» Exercise details:
Reproduce each of the lines below verbatim, keeping every character, space, and bracket unchanged.

» Provided records:
---+---

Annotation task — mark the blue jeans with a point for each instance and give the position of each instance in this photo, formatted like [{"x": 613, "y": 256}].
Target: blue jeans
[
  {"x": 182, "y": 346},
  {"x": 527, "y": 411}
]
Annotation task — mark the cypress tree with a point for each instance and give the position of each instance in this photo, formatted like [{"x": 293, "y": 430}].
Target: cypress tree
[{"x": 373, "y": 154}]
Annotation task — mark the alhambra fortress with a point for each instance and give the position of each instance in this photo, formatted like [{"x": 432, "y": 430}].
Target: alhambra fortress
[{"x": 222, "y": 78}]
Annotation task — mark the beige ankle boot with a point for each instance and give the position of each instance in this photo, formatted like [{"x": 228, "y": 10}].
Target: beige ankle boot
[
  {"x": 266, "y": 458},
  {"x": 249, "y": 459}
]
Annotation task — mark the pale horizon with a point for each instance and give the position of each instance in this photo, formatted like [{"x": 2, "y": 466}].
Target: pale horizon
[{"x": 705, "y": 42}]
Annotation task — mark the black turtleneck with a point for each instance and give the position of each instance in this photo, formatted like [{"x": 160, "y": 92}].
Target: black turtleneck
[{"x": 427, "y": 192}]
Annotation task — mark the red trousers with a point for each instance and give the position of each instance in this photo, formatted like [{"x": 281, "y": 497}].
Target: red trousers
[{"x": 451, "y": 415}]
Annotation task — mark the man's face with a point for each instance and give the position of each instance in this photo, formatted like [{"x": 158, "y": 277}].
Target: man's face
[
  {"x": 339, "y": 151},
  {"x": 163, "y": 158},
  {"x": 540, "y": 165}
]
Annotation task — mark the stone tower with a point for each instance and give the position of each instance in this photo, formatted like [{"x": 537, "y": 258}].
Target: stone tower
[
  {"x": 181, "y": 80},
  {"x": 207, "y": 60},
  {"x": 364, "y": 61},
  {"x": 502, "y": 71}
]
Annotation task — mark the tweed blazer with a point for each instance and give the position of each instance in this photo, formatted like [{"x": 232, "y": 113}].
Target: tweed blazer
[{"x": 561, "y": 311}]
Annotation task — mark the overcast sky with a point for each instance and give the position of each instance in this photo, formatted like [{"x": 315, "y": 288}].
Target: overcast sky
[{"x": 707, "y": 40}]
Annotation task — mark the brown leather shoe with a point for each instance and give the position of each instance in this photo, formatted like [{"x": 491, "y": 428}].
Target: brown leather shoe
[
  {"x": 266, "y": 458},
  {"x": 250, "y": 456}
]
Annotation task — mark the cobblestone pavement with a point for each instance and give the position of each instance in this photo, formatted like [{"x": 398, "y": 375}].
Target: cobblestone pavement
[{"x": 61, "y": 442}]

---+---

» Response to the exercise:
Annotation task — mark the blue jeans with a point for each instance and give the position of each instance in this photo, formatted like [{"x": 613, "y": 256}].
Target: blue jeans
[
  {"x": 182, "y": 346},
  {"x": 527, "y": 411}
]
Annotation task — mark the cypress tree with a point for each instance and give the position of each instance in this photo, formatted like [{"x": 293, "y": 430}].
Target: cypress tree
[{"x": 373, "y": 154}]
Annotation task — mark the alhambra fortress with a point for each instance and give the position of each instance in this photo, formatted like [{"x": 432, "y": 430}].
Target: alhambra fortress
[{"x": 222, "y": 78}]
Annotation task — mark the beige ankle boot with a point for each instance and give the position of each instance in this photo, formatted like [{"x": 228, "y": 10}].
Target: beige ankle boot
[
  {"x": 266, "y": 458},
  {"x": 249, "y": 459}
]
Annotation task — mark the pale horizon with a point for each instance and give the position of each instance in this photo, formatted like [{"x": 2, "y": 466}].
Target: pale horizon
[{"x": 705, "y": 42}]
Annotation task — mark the black turtleneck with a point for each instance and give the position of each instance in this photo, formatted like [{"x": 160, "y": 92}].
Target: black turtleneck
[{"x": 427, "y": 192}]
Annotation task — mark the red trousers with a point for each instance and give the position of each instance in this photo, formatted like [{"x": 281, "y": 497}].
Target: red trousers
[{"x": 451, "y": 415}]
Annotation task — mark the man's face with a point for each instance and give the position of each instance in this photo, formatted like [{"x": 158, "y": 277}].
Target: man's face
[
  {"x": 339, "y": 151},
  {"x": 163, "y": 158},
  {"x": 540, "y": 165}
]
Annotation task — mark the stone tower with a point for each instance and give the position of each instance in this photo, formatted like [{"x": 537, "y": 258}].
Target: stone tower
[
  {"x": 181, "y": 80},
  {"x": 207, "y": 60},
  {"x": 364, "y": 61},
  {"x": 502, "y": 71}
]
Annotation task — mark the tweed blazer with a point for each instance and give the position of each instance in this photo, formatted like [{"x": 232, "y": 113}].
Target: tweed blazer
[{"x": 561, "y": 311}]
Annotation task — mark the overcast sky with a point for each instance and give the position of each instance in this photo, formatted like [{"x": 315, "y": 288}].
Target: overcast sky
[{"x": 707, "y": 40}]
Annotation task — mark the brown leather shoe with a point for each instance and give the position of each instance in this photo, formatted like [{"x": 491, "y": 428}].
Target: brown leather shoe
[
  {"x": 266, "y": 458},
  {"x": 250, "y": 456}
]
Annotation task — mark the cobblestone pavement with a point for each instance and give the position of each instance in this photo, formatted like [{"x": 398, "y": 375}].
Target: cobblestone pavement
[{"x": 61, "y": 442}]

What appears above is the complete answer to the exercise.